Creative Archetype
The Empathic Broadcaster · Extraordinary Network
"Creative expression as survival and healing"
Syncing profile from extraordinary.network…
About
Rascal didn’t grow up chasing a career in radio. He grew up chasing connection. A kid recording mixes at lunch, a Marine carrying something he couldn’t yet name, a man trying to outrun the noise in his own head. For years, he was living with PTSD without knowing it—self-medicating, compartmentalizing, surviving. And then, almost by accident, he found a microphone.
What started as a lie to get on air turned into a lifeline. Late nights, creative freedom, pushing boundaries—radio became the place where he could release what he didn’t have words for. But the real turning point came years later, when a stranger pulled up to a remote broadcast just to say thank you. For a few minutes each day, his voice helped her forget she was on her way to chemotherapy. That was the moment everything clicked: this wasn’t just entertainment. It was purpose.

§ Work instruction 1
For each statement below, say whether it agrees with the Rascal profile. Answer yes or no and quote the exact words of the text that decide it. (a) Rascal grew up chasing a career in radio. (b) Rascal got on air by way of a lie. (c) The stranger at the remote broadcast was on her way to chemotherapy.
§ Work instruction 2
Reproduce the Rascal profile from "What started as" to "It was purpose.", with no changes to the words or punctuation.
§ Work instruction 3
Render this sentence from the Rascal profile in Spanish: "What started as a lie to get on air turned into a lifeline."

§ Data extract
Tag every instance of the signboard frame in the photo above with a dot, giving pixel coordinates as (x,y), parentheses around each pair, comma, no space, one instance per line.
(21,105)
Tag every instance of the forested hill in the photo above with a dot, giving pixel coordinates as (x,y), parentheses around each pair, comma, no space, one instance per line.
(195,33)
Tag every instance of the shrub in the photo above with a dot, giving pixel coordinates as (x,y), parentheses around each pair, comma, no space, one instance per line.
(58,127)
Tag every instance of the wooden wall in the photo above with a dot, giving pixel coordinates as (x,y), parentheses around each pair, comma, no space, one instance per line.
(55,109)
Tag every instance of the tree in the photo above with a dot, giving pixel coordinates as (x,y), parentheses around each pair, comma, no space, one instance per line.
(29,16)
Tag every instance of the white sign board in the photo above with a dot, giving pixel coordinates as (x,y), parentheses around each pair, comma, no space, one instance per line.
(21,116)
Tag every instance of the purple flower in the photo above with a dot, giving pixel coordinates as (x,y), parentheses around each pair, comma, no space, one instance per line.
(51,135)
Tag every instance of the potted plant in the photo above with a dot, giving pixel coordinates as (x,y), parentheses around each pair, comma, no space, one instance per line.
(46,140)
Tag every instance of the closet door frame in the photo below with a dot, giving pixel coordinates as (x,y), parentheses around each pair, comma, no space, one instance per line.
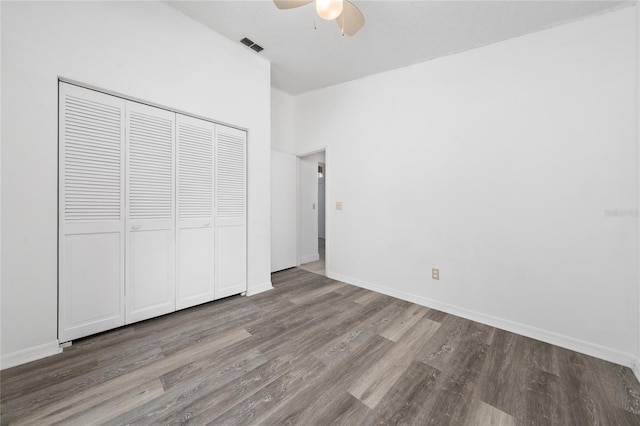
(122,315)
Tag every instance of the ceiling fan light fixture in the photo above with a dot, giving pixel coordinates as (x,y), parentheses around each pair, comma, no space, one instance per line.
(329,9)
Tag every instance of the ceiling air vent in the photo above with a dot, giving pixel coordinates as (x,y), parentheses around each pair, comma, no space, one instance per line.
(250,44)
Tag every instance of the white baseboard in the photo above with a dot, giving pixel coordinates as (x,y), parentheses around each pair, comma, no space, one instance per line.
(309,258)
(577,345)
(31,354)
(253,290)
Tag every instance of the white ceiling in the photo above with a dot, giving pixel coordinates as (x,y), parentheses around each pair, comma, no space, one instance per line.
(396,33)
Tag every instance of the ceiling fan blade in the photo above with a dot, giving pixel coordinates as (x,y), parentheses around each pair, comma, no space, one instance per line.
(351,19)
(290,4)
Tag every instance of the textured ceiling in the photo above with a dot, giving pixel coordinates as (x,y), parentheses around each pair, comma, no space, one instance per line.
(396,33)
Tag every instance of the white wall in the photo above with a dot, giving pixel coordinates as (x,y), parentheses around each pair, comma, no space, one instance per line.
(637,7)
(145,50)
(284,193)
(495,165)
(308,206)
(284,204)
(282,139)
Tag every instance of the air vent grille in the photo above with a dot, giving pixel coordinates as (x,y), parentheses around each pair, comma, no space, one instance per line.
(250,44)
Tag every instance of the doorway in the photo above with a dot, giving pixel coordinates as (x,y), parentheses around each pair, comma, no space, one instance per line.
(312,209)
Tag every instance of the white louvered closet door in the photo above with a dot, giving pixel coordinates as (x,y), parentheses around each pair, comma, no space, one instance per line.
(195,236)
(231,228)
(150,226)
(91,215)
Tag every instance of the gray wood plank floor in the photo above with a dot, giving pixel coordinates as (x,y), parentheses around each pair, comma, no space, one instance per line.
(317,351)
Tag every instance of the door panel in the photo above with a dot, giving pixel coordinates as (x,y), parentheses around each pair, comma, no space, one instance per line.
(195,266)
(150,219)
(231,261)
(91,212)
(150,271)
(196,257)
(231,226)
(91,302)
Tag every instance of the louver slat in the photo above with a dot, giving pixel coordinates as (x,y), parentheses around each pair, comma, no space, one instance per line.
(195,172)
(150,167)
(92,161)
(230,174)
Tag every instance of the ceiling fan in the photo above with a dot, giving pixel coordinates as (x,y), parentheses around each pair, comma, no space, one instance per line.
(346,14)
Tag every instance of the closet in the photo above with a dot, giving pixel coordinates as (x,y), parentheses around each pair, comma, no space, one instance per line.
(152,211)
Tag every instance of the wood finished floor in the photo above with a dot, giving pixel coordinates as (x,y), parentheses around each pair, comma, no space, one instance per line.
(316,351)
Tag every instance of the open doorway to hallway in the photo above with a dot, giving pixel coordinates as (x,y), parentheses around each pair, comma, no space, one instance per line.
(312,213)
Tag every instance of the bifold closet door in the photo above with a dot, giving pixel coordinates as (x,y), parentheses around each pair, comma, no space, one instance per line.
(91,212)
(195,230)
(150,225)
(231,204)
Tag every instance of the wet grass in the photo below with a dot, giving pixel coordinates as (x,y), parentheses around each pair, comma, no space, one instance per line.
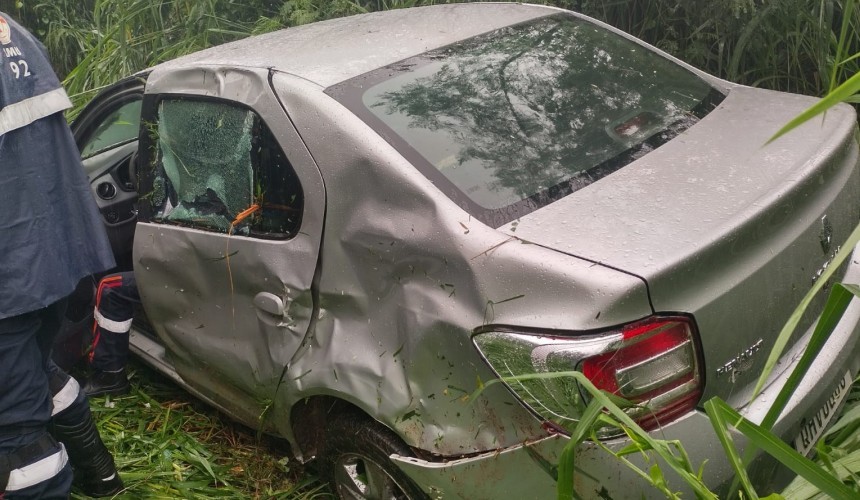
(169,445)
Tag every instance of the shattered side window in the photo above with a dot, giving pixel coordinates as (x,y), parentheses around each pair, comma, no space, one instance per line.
(221,169)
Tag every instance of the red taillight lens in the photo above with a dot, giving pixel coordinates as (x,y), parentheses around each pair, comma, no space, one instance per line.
(655,364)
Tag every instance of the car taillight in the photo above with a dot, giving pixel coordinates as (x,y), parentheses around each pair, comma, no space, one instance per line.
(653,363)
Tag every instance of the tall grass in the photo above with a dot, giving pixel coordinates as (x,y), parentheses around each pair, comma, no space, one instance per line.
(784,45)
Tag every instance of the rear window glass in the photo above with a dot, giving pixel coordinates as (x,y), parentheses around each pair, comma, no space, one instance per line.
(512,120)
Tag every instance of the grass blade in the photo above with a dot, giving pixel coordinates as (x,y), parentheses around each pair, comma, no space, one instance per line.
(786,455)
(839,94)
(716,416)
(794,319)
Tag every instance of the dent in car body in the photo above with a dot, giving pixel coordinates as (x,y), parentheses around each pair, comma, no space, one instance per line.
(406,278)
(402,286)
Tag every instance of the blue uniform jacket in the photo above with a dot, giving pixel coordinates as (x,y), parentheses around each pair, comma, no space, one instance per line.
(51,234)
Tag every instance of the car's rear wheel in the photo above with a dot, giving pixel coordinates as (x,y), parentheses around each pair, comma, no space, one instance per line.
(355,460)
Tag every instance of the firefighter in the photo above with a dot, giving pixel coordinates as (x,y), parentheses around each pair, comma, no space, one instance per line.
(116,298)
(52,237)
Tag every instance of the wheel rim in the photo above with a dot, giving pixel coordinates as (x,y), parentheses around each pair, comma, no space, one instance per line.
(360,477)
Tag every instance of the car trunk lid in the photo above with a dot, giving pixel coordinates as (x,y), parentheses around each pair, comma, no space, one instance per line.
(722,226)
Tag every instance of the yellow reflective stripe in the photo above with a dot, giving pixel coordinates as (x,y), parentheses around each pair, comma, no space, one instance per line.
(23,113)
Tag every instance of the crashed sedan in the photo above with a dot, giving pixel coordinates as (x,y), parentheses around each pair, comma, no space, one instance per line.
(341,230)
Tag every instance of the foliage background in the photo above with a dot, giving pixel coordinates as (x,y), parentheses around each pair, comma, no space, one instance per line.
(779,44)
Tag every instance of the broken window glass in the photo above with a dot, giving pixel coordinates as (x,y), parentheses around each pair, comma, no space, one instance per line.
(219,166)
(206,156)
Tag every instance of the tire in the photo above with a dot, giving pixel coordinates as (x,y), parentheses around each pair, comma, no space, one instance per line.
(355,460)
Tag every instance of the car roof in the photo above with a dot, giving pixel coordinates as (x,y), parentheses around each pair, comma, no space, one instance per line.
(332,51)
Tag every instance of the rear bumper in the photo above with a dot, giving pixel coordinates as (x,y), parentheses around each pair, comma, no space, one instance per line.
(528,470)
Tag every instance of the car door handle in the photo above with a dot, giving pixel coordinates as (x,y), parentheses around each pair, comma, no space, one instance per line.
(270,303)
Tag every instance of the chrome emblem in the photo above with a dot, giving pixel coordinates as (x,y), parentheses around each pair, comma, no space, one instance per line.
(740,363)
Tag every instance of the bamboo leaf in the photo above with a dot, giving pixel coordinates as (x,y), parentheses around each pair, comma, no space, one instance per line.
(786,455)
(715,414)
(794,319)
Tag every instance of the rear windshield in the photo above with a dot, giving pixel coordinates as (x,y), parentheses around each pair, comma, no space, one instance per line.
(512,120)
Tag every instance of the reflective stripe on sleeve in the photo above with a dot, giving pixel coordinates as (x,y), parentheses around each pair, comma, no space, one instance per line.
(23,113)
(66,396)
(111,325)
(37,472)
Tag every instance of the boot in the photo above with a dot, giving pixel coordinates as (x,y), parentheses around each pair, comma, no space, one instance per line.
(103,383)
(94,468)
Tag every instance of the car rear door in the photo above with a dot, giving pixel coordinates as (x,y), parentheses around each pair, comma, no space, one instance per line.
(226,249)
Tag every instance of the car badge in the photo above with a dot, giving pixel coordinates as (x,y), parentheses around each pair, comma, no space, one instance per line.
(825,237)
(740,363)
(5,32)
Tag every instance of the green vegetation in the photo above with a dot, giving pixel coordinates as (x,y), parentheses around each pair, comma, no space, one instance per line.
(166,448)
(785,45)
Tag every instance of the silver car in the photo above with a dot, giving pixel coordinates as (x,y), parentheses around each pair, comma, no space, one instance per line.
(342,229)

§ Exercise solution 1
(a) No: "Rascal didn’t grow up chasing a career in radio."
(b) Yes: "What started as a lie to get on air turned into a lifeline."
(c) Yes: "For a few minutes each day, his voice helped her forget she was on her way to chemotherapy."

§ Exercise solution 2
What started as a lie to get on air turned into a lifeline. Late nights, creative freedom, pushing boundaries—radio became the place where he could release what he didn’t have words for. But the real turning point came years later, when a stranger pulled up to a remote broadcast just to say thank you. For a few minutes each day, his voice helped her forget she was on her way to chemotherapy. That was the moment everything clicked: this wasn’t just entertainment. It was purpose.

§ Exercise solution 3
Lo que comenzó como una mentira para salir al aire se convirtió en un salvavidas.